Tally the lines in the items below that contain the word "reflection", treating uppercase and lowercase as distinct. Give only the number.
■ ■ ■ ■ ■ ■ ■
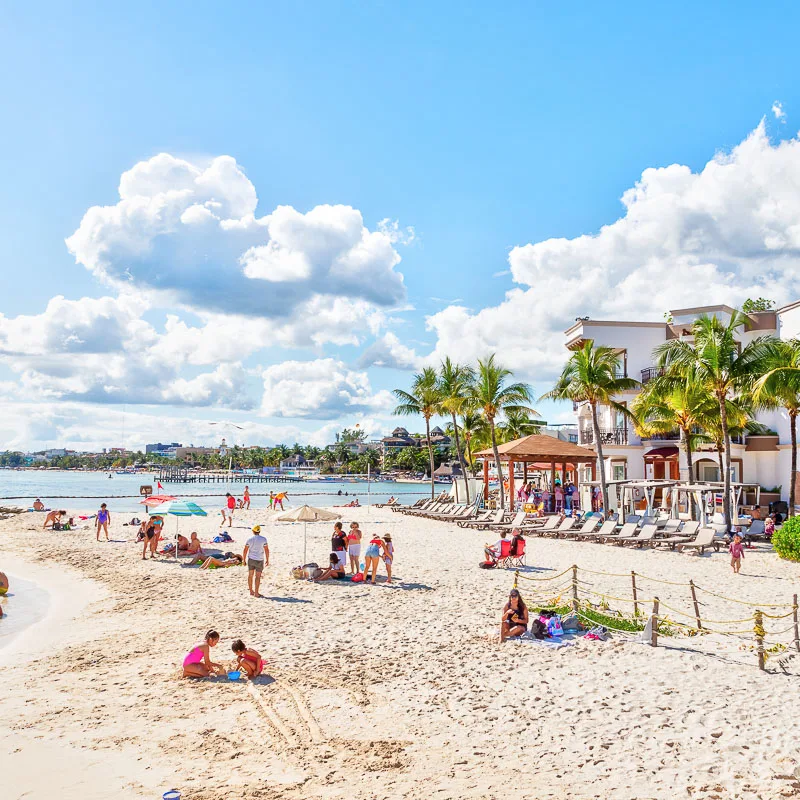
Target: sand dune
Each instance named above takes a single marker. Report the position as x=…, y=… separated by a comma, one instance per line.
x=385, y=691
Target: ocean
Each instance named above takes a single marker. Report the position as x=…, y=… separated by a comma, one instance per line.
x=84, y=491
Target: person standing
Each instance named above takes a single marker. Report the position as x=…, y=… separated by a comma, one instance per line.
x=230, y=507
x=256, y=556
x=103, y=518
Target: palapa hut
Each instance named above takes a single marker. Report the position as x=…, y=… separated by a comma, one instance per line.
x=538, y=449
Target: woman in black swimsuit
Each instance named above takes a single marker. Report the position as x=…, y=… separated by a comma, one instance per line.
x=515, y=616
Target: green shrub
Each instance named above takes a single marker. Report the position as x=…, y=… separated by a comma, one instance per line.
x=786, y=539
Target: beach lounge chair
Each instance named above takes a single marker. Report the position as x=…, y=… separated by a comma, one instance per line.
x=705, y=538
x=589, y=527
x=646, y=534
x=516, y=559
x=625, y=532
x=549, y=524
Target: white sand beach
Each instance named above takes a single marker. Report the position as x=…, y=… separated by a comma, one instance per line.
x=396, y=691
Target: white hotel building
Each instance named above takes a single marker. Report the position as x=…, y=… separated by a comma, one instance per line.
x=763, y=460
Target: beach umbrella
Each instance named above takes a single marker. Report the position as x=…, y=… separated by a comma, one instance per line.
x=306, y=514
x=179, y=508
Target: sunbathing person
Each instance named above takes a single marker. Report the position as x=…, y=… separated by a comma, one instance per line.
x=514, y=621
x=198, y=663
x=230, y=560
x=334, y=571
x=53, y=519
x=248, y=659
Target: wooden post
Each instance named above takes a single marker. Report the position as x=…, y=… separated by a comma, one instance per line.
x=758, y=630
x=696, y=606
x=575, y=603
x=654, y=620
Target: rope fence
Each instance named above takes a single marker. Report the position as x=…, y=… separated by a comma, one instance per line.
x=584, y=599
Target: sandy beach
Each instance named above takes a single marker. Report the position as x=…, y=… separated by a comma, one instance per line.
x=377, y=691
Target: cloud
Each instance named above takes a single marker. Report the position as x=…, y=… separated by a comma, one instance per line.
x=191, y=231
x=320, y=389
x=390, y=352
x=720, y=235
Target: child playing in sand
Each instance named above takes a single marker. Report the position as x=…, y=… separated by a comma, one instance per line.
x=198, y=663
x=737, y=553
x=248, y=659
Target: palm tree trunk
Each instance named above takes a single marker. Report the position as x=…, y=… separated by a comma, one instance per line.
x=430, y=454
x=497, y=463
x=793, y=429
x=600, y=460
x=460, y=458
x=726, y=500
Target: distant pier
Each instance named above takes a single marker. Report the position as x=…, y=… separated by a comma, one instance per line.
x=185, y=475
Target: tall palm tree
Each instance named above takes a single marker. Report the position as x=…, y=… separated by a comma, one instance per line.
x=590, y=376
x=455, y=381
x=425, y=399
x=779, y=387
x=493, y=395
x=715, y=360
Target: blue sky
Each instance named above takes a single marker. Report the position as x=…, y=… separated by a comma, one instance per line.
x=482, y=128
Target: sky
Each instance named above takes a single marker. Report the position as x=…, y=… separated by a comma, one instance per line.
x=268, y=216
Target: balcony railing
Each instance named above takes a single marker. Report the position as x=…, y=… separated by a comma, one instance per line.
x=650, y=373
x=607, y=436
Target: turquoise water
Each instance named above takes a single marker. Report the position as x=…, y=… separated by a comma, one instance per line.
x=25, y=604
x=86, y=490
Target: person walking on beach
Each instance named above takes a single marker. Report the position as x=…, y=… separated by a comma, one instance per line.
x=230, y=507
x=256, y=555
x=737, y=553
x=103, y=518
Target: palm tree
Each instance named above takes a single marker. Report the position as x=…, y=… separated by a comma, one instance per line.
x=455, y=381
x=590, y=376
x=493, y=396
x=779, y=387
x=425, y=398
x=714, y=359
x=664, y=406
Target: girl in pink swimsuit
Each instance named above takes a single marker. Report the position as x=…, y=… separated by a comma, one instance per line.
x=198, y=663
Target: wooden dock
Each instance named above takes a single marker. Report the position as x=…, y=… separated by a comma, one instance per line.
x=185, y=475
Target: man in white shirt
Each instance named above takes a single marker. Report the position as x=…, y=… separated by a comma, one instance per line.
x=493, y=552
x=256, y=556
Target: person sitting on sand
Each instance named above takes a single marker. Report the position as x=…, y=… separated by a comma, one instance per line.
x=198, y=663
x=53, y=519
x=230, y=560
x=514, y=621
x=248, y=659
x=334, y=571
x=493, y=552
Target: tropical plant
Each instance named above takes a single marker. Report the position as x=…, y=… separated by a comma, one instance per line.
■ ■ ■ ■ ■ ■ ■
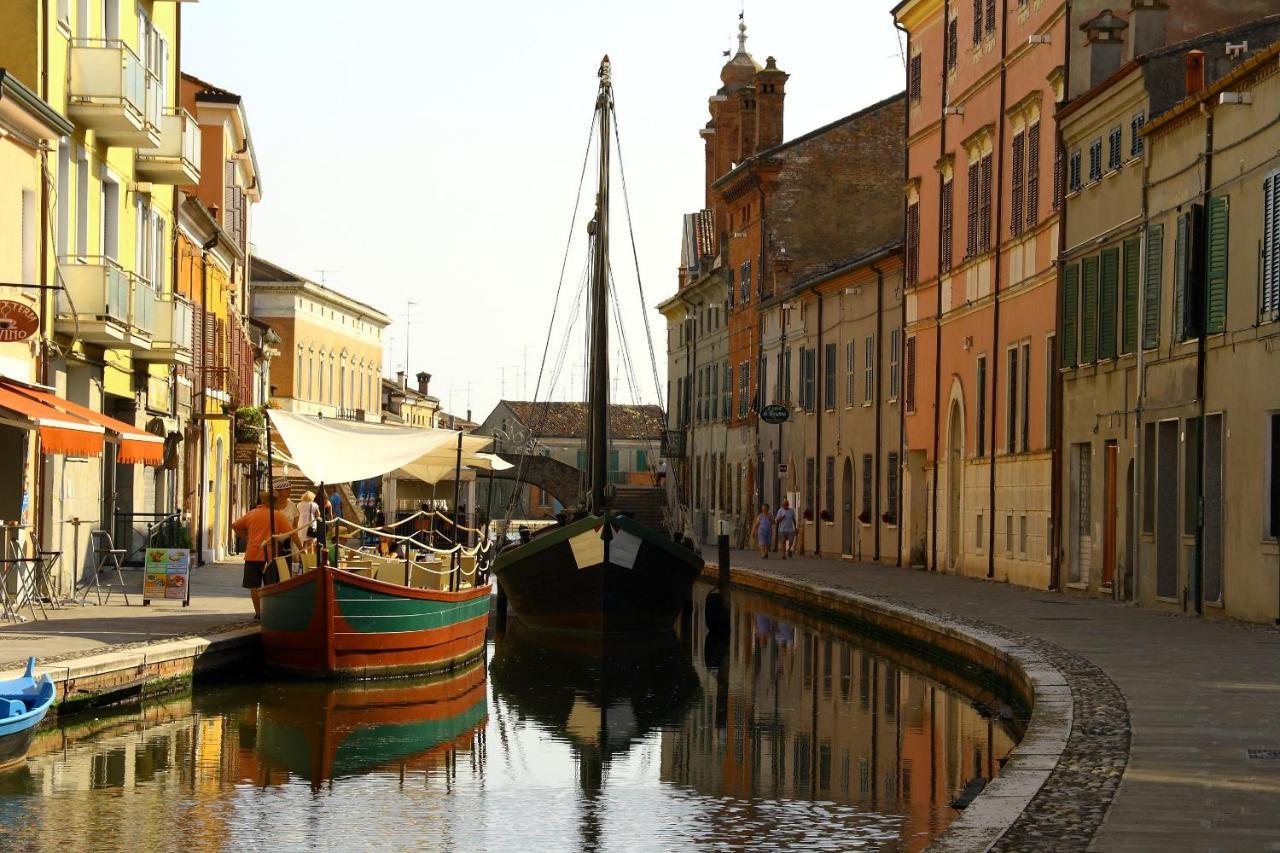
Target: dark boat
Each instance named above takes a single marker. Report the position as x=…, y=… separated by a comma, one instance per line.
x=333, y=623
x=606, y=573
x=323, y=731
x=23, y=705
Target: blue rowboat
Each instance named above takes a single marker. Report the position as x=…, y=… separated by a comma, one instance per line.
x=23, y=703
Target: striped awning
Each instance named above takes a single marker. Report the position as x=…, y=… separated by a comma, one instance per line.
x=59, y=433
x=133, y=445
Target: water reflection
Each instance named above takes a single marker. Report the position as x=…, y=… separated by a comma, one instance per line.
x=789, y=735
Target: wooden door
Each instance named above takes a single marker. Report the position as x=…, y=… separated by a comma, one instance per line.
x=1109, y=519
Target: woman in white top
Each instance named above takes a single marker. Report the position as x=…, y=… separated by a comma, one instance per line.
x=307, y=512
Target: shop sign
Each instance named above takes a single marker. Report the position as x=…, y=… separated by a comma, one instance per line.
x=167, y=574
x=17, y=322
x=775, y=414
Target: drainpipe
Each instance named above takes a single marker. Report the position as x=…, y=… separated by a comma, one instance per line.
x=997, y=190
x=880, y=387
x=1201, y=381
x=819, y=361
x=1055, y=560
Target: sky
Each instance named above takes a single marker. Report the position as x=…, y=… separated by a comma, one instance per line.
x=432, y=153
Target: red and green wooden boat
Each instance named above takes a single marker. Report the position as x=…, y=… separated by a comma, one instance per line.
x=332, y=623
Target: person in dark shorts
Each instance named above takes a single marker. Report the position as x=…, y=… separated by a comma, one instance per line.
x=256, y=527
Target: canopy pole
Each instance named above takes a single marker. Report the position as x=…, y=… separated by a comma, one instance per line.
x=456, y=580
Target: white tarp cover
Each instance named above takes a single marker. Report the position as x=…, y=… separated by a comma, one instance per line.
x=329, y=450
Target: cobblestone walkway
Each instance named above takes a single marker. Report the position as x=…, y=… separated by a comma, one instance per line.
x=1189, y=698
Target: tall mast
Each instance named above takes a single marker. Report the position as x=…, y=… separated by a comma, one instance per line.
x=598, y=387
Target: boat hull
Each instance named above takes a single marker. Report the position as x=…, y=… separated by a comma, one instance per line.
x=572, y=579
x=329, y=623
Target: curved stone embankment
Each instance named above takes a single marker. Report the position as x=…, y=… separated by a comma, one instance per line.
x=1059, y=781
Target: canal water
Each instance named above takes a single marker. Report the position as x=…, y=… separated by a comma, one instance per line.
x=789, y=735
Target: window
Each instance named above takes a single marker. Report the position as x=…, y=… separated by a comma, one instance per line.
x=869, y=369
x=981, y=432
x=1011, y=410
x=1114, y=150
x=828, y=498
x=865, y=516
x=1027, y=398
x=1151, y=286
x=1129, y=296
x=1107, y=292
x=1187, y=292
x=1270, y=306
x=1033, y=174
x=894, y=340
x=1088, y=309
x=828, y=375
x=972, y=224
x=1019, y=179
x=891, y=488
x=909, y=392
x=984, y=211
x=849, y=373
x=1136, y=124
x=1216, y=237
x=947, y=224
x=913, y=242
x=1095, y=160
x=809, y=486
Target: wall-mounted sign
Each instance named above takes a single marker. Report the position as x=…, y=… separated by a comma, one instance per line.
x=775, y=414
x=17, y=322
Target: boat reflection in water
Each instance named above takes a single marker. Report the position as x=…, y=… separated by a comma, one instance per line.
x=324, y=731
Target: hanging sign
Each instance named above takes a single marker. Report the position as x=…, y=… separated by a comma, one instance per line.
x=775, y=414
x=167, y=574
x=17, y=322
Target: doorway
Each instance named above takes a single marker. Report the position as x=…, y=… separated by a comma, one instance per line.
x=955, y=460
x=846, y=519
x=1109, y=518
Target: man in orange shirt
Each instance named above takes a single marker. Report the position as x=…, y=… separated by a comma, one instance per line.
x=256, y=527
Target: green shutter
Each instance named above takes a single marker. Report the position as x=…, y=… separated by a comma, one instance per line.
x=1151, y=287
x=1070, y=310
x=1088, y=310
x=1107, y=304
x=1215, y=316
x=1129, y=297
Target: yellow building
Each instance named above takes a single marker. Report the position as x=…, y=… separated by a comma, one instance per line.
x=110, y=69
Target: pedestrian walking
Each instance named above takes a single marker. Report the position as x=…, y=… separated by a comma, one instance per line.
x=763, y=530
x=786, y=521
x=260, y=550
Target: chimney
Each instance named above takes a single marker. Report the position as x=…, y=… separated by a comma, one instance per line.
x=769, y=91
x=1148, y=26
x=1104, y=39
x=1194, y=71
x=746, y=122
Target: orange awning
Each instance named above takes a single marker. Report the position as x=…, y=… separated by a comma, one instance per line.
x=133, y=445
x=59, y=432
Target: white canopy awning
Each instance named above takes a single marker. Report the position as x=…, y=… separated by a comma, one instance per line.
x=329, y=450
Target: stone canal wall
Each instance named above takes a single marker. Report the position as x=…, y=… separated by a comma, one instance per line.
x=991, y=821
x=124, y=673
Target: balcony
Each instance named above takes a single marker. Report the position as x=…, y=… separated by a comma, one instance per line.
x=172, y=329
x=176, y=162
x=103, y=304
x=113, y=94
■ ■ ■ ■ ■ ■ ■
» FULL SOLUTION: 2